OBJECTIVE:
Locate every line in the material below that contains the string "blue", and copy each such line. Treat uppercase and lowercase letters as distinct.

TASK MATERIAL:
□ □ □
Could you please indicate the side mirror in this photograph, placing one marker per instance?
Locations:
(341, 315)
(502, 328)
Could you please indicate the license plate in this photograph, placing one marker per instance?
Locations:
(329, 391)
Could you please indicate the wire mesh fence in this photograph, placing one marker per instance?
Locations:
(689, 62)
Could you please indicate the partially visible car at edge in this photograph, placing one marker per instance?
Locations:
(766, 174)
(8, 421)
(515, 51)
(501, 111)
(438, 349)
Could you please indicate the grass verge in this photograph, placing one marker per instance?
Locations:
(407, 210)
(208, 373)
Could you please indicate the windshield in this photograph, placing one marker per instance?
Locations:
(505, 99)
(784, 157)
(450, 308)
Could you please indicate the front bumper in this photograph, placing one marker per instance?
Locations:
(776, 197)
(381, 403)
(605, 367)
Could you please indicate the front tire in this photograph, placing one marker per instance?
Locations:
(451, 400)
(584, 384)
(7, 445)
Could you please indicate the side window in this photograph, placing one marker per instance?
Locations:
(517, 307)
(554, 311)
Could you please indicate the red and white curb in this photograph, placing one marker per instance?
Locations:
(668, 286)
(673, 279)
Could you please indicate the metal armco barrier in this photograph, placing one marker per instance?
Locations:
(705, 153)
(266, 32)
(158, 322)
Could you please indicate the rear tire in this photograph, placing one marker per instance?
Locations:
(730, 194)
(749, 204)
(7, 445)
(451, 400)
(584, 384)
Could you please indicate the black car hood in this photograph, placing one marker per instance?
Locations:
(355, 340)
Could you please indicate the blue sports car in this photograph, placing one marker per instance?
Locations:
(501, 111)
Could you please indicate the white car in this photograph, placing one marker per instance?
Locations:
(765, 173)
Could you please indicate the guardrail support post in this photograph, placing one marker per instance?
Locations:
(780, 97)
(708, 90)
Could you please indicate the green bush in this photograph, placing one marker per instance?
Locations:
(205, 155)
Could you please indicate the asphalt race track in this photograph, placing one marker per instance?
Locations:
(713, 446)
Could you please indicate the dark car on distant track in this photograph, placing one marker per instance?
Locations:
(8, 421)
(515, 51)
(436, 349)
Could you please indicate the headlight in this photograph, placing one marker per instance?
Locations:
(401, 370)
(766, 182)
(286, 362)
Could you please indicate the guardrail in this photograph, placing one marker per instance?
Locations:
□ □ □
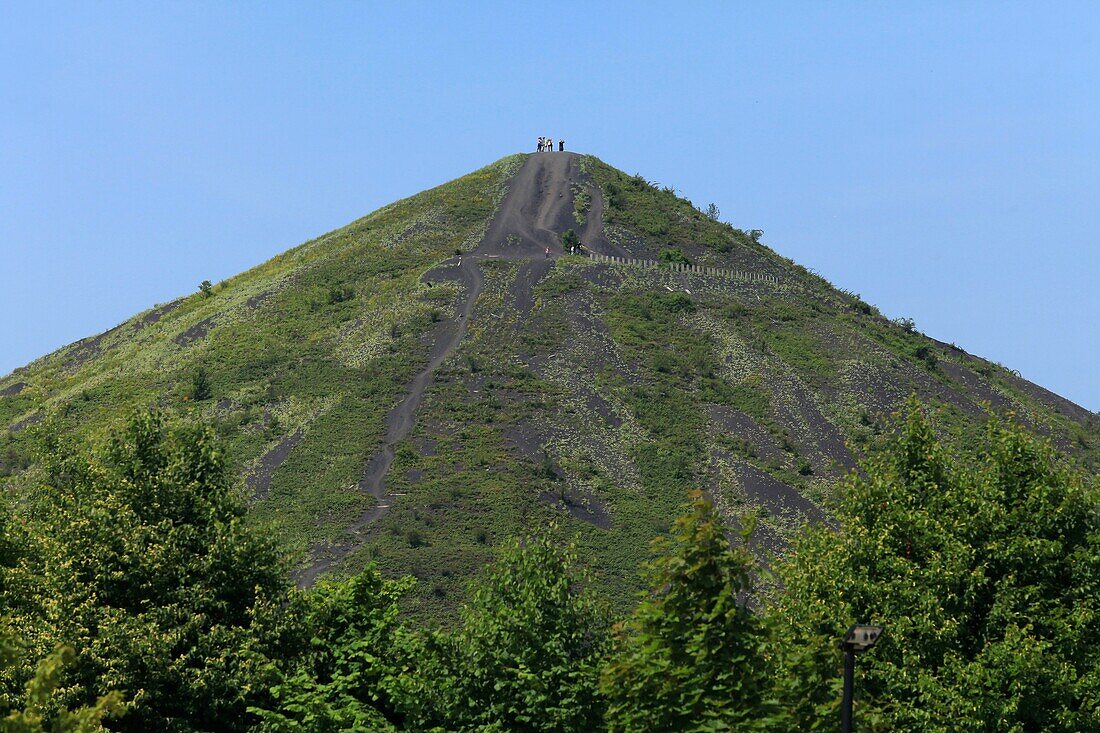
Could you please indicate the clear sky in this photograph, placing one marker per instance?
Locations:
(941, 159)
□ □ □
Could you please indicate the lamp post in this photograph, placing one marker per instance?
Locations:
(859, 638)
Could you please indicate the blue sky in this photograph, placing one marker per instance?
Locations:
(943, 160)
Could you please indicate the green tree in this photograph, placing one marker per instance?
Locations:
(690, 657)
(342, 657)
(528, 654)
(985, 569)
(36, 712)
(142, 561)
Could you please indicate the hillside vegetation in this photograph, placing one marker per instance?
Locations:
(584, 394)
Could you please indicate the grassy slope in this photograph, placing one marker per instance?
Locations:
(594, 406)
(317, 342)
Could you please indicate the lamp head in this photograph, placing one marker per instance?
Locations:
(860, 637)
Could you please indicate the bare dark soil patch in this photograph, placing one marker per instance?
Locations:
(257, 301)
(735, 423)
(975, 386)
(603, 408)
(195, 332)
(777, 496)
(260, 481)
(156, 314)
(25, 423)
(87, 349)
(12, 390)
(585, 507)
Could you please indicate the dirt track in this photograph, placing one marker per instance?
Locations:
□ □ □
THE RESPONSE:
Could you please indicate the blue sports car in this photograph, placing one marker per instance?
Could you please indicate the blue sky in this photograph, placing one marker per instance?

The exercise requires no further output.